═══ MATERIAL FOR THIS TASK
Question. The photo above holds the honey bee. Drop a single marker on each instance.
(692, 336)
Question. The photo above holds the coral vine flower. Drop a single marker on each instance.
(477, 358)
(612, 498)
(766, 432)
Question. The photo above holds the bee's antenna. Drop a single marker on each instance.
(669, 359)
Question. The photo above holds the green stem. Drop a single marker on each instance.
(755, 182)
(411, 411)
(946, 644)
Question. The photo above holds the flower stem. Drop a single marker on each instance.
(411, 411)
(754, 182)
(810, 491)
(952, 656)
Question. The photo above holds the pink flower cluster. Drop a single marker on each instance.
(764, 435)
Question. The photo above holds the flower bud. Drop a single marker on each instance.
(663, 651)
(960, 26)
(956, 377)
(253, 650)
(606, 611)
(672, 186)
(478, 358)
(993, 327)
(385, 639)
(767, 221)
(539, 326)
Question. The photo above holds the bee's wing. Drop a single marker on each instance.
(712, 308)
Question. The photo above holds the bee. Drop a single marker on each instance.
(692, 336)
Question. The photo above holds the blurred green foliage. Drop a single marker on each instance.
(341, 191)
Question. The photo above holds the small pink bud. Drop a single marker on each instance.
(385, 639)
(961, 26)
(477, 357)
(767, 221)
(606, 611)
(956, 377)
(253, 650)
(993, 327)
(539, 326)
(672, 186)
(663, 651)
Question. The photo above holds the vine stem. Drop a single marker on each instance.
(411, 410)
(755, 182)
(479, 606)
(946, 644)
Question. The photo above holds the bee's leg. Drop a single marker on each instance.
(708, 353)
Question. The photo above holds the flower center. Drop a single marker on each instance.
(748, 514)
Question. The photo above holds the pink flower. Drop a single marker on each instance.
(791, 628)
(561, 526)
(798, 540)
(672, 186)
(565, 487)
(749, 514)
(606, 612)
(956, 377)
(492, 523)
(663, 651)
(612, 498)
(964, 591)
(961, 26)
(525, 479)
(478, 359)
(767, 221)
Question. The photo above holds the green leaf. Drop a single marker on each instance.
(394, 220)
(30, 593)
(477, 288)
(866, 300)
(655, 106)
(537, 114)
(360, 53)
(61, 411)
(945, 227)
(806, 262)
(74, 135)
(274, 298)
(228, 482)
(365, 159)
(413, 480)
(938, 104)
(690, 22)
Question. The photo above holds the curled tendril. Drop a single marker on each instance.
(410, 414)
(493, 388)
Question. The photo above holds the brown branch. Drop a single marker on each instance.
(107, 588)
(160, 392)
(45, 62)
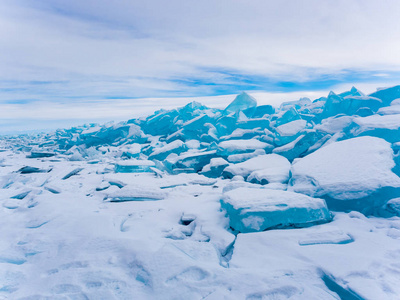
══════
◆ EXERCISE BRIEF: Can you repeat the material above word for word, starting with the line that contains "Question. The photo above holds the pink flower." and continuing through the end of the material? Leave the pictures out of your answer.

◆ RESULT OF THIS TASK:
Question. The photo above holds the pink flower. Drop a single marker on each instance.
(791, 628)
(561, 526)
(798, 540)
(672, 186)
(565, 487)
(749, 514)
(606, 612)
(956, 377)
(492, 523)
(663, 651)
(612, 498)
(964, 591)
(961, 26)
(525, 479)
(478, 359)
(767, 221)
Question. The photo above holds the green leaf. Drop a single marker on each instance.
(394, 220)
(30, 593)
(477, 288)
(866, 300)
(655, 106)
(537, 114)
(360, 53)
(61, 411)
(945, 227)
(806, 262)
(74, 135)
(274, 298)
(228, 482)
(365, 159)
(413, 480)
(938, 104)
(690, 22)
Question. The photo above holds the curled tendril. Drop a single marker on each instance.
(410, 414)
(493, 388)
Question. The photo above holds the brown branch. Drop a single marker on each instance.
(107, 588)
(160, 392)
(45, 62)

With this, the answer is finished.